• Assignment:
When copying the data, keep every line exactly the same.

[Dataset entries]
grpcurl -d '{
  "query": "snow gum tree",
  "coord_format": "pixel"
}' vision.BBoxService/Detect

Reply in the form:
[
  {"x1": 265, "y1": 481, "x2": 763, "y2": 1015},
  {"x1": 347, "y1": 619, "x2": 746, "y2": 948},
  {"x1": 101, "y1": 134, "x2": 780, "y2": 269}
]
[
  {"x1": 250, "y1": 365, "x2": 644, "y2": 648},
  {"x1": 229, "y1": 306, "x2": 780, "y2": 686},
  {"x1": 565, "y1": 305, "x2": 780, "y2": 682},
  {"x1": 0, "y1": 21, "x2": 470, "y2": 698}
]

• Solved problem:
grpcurl -d '{
  "query": "snow gum tree",
  "coord_format": "pixel"
}' vision.BBoxService/Detect

Reply in the form:
[
  {"x1": 265, "y1": 481, "x2": 763, "y2": 1015},
  {"x1": 347, "y1": 619, "x2": 746, "y2": 948},
  {"x1": 101, "y1": 134, "x2": 780, "y2": 269}
]
[
  {"x1": 250, "y1": 365, "x2": 644, "y2": 648},
  {"x1": 229, "y1": 306, "x2": 780, "y2": 686},
  {"x1": 565, "y1": 305, "x2": 780, "y2": 682},
  {"x1": 0, "y1": 21, "x2": 470, "y2": 698}
]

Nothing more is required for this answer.